* **Task description**:
In the forum thread on engine break-in, how much did GTO_Mike pay for his car?

* **Document text**:

------------------------

# Breakin time



## GTO_Mike (Jul 24, 2006)

How many miles do you guys suggest for breakin time? Also, I hear some people say to keep the rpms down until its broke in and some people say to drive it like I'm gonna drive it. Meaning if I'm gonna use it for racing, then race it for the breakin and if I'm gonna grandma it around the neighborhood then do that to break in the motor. I hear this argument about everything with a motor. I'm a firm believer of the drive it like I'm gonna drive it theory, at least with my dirtbikes and motorcycle. I've broken in a few motors like that and have never had any problems. What do you guys think.


----------



## dridgrunner (Jan 31, 2006)

*after 1000 miles*

i took it fairly easy on mine untill about 1000 miles then i let her have at all rpms in every gear including 6th (if you hear what im saying).
I just wanted to make sure all the seals were good and everything stayed in place b4 i really got on it. This is the best engine gm has ever produced it is very strong and can take the abuse with a smile. You will notice the car will come alive (especially exhaust tones) around 2500-3000 miles. It starts to pick up some power and it sounds very nice also.

How long have you had yours and how much did u pay ? 
I have to buy another 1 bcus i got hit this weekend and needed to find out if the $$ hadgone up or down since the stop of production. any info on your purchase would be helpful and appreciated!
Thanks, Dridgrunner


----------



## GTO_Mike (Jul 24, 2006)

I got it a couple months ago and got it pretty cheap because my dad is retired from GM and I can get the employee discount. Mine was stickered at just under $33,700 and got it for $27,000. But I also traded in a paid off car so that helped a little too.

------------------------

* **Data excerpts**:
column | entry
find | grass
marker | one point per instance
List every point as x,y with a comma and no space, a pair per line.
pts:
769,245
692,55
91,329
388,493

------------------------

* **Result of this task**:
$27,000